Travail à faire
**A)** Dans l'extrait sur les corps asiatiques au cinéma, pourquoi l'auteur choisit-il d'avancer de film en film et souvent de détail en détail ? Répondez en une à trois phrases.
**B)** Condensez sous forme de liste le paragraphe de l'extrait sur les corps asiatiques au cinéma qui commence par « Nous pouvons maintenant examiner », sans perdre ses faits essentiels.
**C)** Recopiez fidèlement le passage de l'extrait sur les corps asiatiques au cinéma qui va de « Nous pouvons maintenant » jusqu'à « le cinéma occidental. » inclus.

Extrait du texte
######
On pourrait appeler cela le paradigme de Charlie Chan et c’est ici que la notion de grammaire des espèces trouve toute son importance : elle est ce qui nous permet d’aller au cœur des choses et de dissiper les faux-semblants : Charlie est très bien, un personnage sympathique, un héros positif, simplement, quelque chose le reconduit inévitablement à sa condition subalterne dans l’ordre des hiérarchies humaines fondées sur la couleur et l’apparence – la race – il est et demeure un Chinaman. Jusqu’à la fin du XXème siècle, Hollywood, de ce point de vue, c’est une Afrique du sud sous apartheid perpétuelle : les gens de couleur ne s’y asseyent pas à la même table que les Blancs – comme l’actrice afro-américaine Hattie Mac Daniel, récompensée d’un Oscar pour son rôle de la domestique dévouée dans le fameux soap opera post-suprémaciste blanc Gone with the Wind et placée à part des convives blancs lors du repas de gala suivant la remise des prix et distinctions (1940)...
Nous pouvons maintenant examiner successivement les trois catégories mentionnées ci-dessus et montrer comment le motif du déficit fondamental lié à la spécificité du corps asiatique s’y décline. Afin de me tenir ici au plus près des images, de la présentation des corps, je vais progresser de film en film, et, dans ceux-ci, souvent de « détail » en « détails », de petites choses dans lesquelles, précisément, se détecte le secret des grandes – ici la façon dont fonctionne invariablement et implacablement la grammaire des espèces dans le cinéma occidental.
Je commence par la figure du/de la subalterne, de la domestique asiatique. Dans un film noir hollywoodien de série B, un film sans importance aucune pauvrement nommé Impact (Arthur Lubin, 1949), paraît assez fugitivement et dans le rôle d’une domestique chinoise une actrice sino-américaine qui aurait pu être promise à la plus brillante carrière – n’eût-elle été, précisément, une Chinoise ethnique, même si née aux Etats-Unis et parlant américain sans accent [2]. Cette actrice s’appelle Anna May Wong, son nom est aujourd’hui assez connu des spécialistes et vous allez comprendre pourquoi. Dans ce film noir de médiocre qualité, Anna May Wong joue le rôle de la domestique d’un couple de Blancs de la classe moyenne états-unienne, le mari est un homme d’affaire prospère et sa femme une bien peu recommandable aventurière : lorsque commence le film, nous voyons cette dernière très occupée à organiser l’assassinat de son mari par son amant. Dans la première scène où nous la découvrons, Anna May Wong (Shu-lin dans le film) apparaît brièvement en servante stéréotypée, vêtue d’une robe chinoise, coiffée d’une frange, ombre discrète, servant le thé à ses maîtres, sans un mot. Une ombre chinoise, pourrait-on dire. Lorsque le mari, s’étant un peu échauffé au cours de sa conversation avec sa femme, fait tomber par mégarde un vase contenant des fleurs et, confus, s’apprête à réparer les dégâts, sa femme l’arrête d’un mot : « Laisse, Shu-lin va s’en occuper ! ».
######
Données fournies
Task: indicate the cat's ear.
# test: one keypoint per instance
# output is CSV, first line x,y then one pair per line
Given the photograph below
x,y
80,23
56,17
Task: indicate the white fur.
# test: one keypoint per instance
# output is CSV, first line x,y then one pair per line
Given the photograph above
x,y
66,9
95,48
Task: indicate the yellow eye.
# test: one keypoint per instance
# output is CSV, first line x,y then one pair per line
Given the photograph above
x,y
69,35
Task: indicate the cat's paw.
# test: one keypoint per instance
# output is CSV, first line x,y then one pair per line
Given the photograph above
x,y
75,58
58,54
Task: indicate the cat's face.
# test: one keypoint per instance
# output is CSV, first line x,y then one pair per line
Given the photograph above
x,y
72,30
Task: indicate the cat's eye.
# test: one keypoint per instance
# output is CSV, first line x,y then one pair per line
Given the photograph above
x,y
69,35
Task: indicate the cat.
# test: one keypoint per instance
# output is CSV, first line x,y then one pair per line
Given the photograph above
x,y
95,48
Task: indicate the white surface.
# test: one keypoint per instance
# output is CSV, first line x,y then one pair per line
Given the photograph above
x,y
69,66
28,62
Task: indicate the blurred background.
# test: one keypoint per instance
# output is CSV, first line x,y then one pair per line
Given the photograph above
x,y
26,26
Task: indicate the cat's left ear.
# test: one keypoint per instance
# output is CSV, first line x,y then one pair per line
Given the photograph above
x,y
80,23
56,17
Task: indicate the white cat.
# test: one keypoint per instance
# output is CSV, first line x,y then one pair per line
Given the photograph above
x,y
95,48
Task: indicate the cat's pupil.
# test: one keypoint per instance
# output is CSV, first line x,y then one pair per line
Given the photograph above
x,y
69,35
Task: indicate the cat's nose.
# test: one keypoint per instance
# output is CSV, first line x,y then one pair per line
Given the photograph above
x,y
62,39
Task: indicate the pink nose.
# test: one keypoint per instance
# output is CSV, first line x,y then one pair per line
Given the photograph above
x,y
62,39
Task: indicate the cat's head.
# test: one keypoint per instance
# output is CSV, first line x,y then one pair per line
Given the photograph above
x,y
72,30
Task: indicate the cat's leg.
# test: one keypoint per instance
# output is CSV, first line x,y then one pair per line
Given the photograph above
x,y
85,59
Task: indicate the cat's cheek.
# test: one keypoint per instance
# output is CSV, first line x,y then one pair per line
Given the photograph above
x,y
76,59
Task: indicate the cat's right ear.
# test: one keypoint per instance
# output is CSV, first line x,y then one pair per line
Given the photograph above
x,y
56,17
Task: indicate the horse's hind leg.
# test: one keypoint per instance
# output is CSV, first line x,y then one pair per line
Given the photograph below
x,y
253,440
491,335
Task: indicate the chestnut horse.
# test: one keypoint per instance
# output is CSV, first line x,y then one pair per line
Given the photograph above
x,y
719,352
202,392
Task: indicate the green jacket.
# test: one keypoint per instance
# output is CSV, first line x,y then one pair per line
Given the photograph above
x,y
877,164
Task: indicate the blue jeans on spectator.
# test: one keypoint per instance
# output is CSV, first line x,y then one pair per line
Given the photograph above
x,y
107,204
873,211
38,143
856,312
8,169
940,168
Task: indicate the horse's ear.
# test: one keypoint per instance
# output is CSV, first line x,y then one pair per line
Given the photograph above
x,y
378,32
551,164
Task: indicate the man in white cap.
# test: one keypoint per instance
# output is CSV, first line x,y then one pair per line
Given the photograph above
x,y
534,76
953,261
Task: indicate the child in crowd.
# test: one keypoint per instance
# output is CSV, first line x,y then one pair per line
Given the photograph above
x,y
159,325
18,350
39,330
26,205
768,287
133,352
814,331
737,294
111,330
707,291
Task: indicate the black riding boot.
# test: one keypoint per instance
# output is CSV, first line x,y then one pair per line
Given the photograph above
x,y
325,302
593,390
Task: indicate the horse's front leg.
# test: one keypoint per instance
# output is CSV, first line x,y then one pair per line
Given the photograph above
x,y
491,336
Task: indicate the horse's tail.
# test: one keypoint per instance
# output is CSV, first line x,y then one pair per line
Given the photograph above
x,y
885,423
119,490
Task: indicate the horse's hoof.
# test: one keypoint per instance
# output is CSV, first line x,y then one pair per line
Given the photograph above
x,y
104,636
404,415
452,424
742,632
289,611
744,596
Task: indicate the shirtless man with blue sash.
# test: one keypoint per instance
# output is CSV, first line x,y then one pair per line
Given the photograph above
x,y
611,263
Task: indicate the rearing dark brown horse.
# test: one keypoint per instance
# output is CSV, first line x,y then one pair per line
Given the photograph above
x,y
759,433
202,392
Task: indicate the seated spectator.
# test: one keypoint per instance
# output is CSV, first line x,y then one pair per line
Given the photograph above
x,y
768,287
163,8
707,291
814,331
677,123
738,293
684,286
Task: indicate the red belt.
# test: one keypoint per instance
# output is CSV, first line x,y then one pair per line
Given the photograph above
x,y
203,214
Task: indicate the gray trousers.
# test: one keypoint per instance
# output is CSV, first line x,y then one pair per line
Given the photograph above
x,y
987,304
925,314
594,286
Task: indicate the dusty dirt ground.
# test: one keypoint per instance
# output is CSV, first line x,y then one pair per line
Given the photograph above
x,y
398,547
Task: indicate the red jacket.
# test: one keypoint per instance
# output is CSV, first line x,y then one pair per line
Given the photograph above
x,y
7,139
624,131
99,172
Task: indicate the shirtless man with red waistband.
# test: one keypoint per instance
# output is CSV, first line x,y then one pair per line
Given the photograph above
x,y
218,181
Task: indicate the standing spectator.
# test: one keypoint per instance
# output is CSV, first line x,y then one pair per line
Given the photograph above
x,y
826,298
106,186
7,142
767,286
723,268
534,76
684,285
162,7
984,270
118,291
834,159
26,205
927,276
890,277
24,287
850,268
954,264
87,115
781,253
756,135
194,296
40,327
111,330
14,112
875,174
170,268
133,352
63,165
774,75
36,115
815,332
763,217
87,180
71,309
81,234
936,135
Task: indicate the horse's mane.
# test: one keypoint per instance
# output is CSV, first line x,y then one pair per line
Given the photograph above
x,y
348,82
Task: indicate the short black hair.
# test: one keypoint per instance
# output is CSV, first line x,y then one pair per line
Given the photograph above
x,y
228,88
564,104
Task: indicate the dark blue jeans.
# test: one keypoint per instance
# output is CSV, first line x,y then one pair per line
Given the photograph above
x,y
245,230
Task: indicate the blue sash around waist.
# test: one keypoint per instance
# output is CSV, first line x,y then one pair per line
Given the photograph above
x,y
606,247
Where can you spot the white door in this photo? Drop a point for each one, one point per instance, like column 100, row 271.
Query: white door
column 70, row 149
######
Résultats par tâche
**A)** L'auteur veut rester au plus près des images et de la présentation des corps. Il estime que le secret des grandes choses se détecte dans les petites. Ici, ce secret est la façon dont la grammaire des espèces fonctionne invariablement et implacablement dans le cinéma occidental.

**B)**
- Examen successif des trois catégories mentionnées plus haut.
- But : montrer comment le motif du déficit fondamental lié à la spécificité du corps asiatique s'y décline.
- Méthode : progresser de film en film, et souvent de détail en détail, pour rester au plus près des images et de la présentation des corps.
- Principe : les petites choses révèlent le secret des grandes, ici le fonctionnement de la grammaire des espèces dans le cinéma occidental.

**C)**
Nous pouvons maintenant examiner successivement les trois catégories mentionnées ci-dessus et montrer comment le motif du déficit fondamental lié à la spécificité du corps asiatique s’y décline. Afin de me tenir ici au plus près des images, de la présentation des corps, je vais progresser de film en film, et, dans ceux-ci, souvent de « détail » en « détails », de petites choses dans lesquelles, précisément, se détecte le secret des grandes – ici la façon dont fonctionne invariablement et implacablement la grammaire des espèces dans le cinéma occidental.